> **TEXT BLOCK**:
Furthermore, we need a new kind of sub-structures called range shortest-segment (RSS) data structures. For a query space \({\mathcal {X}}\), an \({\mathcal {X}}\)-RSS data structure stores a given set of segments in \({\mathbb {R}}^2\) and can report the shortest segment contained in a query range \(X\in {\mathcal {X}}\). For the case \({\mathcal {X}} = {\mathcal {U}}\), we have the following RSS data structure.

Lemma 4.6

There exists a \({\mathcal {U}}\)-RSS data structure \({\mathcal {C}}\) such that for any set G of m segments, \({ {\mathsf {Space}}}({\mathcal {C}}(G))=O(m^2)\) and \({ {\mathsf {Qtime}}}({\mathcal {C}}(G))=O(\log m)\). Furthermore, the above data structure can be built in \(O(m^2\log m)\) worst-case time.

Proof

It suffices to design the \({\mathcal {U}}^\downarrow \)-RSS data structure. We first notice the existence of a \({\mathcal {P}}^\text {v}\)-RSS data structure using O(m) space with \(O(\log m)\) query time, which can be built in \(O(m \log m)\) time. Indeed, by applying the method in Sect. 3, we immediately obtain this data structure (a segment here corresponds to a candidate pair in Sect. 3).

With this \({\mathcal {P}}^\text {v}\)-RSS data structure in hand, it is quite straightforward to design the desired \({\mathcal {U}}^\downarrow \)-RSS data structure. Let \(G=\{\sigma _1,\dots ,\sigma _m\}\) be a set of m segments where \(\sigma _i=[a_i,b_i]\). Define \(y_i=\max {\{a_i.y,b_i.y\}}\) and assume \(y_1\le \ldots \le y_m\). Now build a (balanced) binary search tree with keys \(y_1,\dots ,y_m\). We denote by \({\mathbf {u}}_i\) the node corresponding to \(y_i\). At \({\mathbf {u}}_i\), we build a \({\mathcal {P}}^\text {v}\)-RSS data structure described above built on the subset \(G_i=\{\sigma _1,\dots ,\sigma _i\}\subseteq G\). The overall space cost is clearly \(O(m^2)\), and the time for constructing the data structure is \(O(m^2\log m)\).

> **WORKING DATA**:
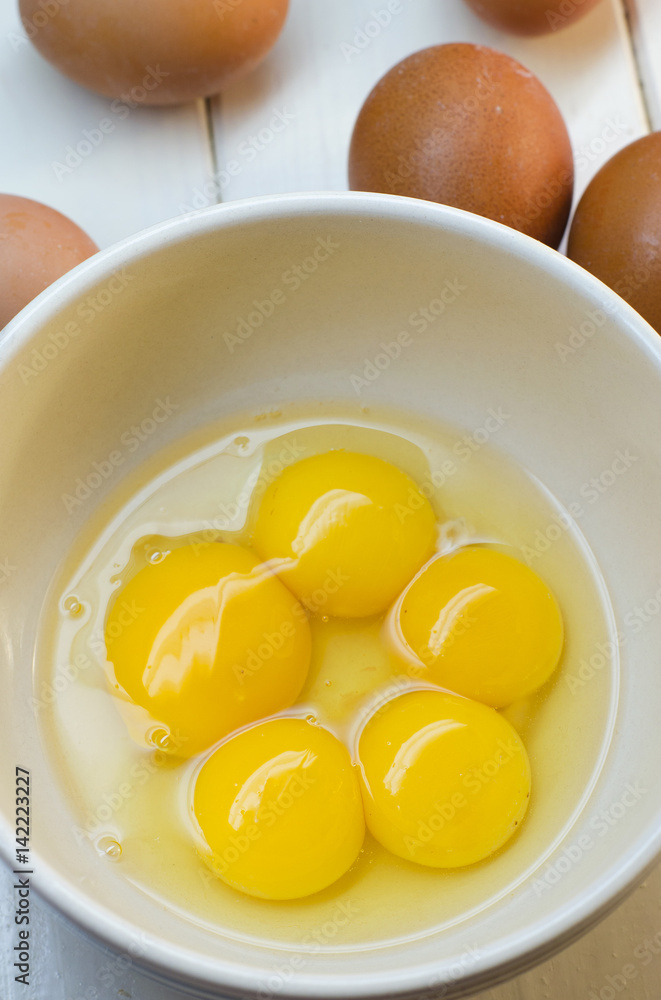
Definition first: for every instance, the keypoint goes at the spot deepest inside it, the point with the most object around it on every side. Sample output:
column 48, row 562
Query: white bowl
column 524, row 328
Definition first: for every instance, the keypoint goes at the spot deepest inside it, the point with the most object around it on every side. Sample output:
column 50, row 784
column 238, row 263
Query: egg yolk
column 446, row 781
column 206, row 641
column 345, row 532
column 280, row 809
column 482, row 624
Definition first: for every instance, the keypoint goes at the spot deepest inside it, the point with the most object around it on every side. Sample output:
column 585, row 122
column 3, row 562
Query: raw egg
column 37, row 246
column 280, row 809
column 155, row 51
column 205, row 641
column 616, row 230
column 482, row 624
column 345, row 532
column 470, row 127
column 531, row 17
column 446, row 781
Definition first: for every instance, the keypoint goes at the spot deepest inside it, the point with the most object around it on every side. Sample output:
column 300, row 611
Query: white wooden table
column 605, row 73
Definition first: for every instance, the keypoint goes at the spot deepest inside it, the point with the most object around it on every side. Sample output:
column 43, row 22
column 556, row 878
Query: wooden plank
column 327, row 61
column 645, row 18
column 54, row 148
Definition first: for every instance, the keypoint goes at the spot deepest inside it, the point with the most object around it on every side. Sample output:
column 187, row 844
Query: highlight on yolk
column 346, row 532
column 446, row 781
column 207, row 641
column 280, row 809
column 482, row 624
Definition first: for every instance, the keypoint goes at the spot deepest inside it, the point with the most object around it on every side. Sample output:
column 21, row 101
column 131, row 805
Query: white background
column 605, row 74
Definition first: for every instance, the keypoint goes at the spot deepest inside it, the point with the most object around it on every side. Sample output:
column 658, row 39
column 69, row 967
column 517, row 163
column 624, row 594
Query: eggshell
column 467, row 126
column 154, row 51
column 531, row 17
column 616, row 229
column 37, row 246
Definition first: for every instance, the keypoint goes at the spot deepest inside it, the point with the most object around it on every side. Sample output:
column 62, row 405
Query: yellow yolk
column 446, row 781
column 206, row 641
column 280, row 809
column 482, row 624
column 346, row 532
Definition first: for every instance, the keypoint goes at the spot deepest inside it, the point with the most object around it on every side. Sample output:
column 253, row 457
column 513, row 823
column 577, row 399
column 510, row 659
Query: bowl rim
column 553, row 930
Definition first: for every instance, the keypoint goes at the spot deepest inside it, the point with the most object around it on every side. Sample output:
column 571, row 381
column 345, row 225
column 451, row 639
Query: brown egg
column 467, row 126
column 37, row 246
column 616, row 230
column 154, row 51
column 531, row 17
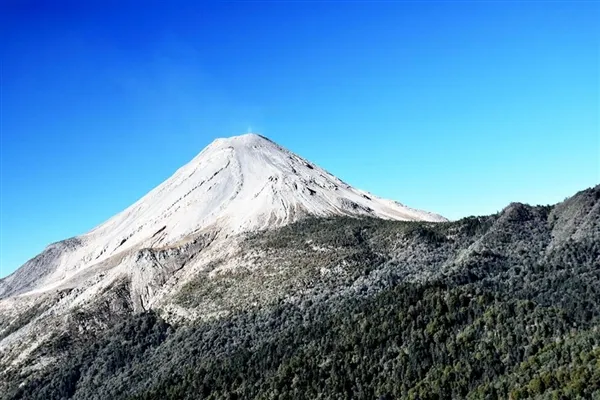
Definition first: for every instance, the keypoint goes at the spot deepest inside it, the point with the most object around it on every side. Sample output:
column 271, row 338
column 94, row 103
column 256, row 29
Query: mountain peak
column 238, row 184
column 243, row 139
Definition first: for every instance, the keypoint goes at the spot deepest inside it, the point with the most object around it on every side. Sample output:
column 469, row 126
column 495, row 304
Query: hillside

> **PARTS OF THE EXERCISE**:
1 > Reproduce the entries verbatim, everything from their first line down to the line containing "column 524, row 328", with both ends included. Omit the pictures from your output.
2 > Carry on the passage about range shortest-segment data structures from the point where it stops.

> **RESULTS**:
1 >
Definition first: for every instance, the keypoint goes at the spot deepest inside it, the point with the most object around it on every side. Sample output:
column 48, row 562
Query: white bowl
column 524, row 328

2 >
To answer a query \(U = [x_1,x_2] \times (-\infty ,y] \in {\mathcal {U}}^\downarrow \), we first use the binary search tree to find the maximum \(y_i\) that is less than or equal to y. This can be done in \(O(\log m)\) time. Let \(P = [x_1,x_2] \times {\mathbb {R}} \in {\mathcal {P}}^v \). Note that a segment \(\sigma \in G\) is contained in U iff \(\sigma \in G_i\) and \(\sigma \) is contained in P. Thus, we can find the desired segment by querying the \({\mathcal {P}}^\text {v}\)-RSS data structure stored at \({\mathbf {u}}_i\) with P, which takes \(O(\log m)\) time. \(\square \)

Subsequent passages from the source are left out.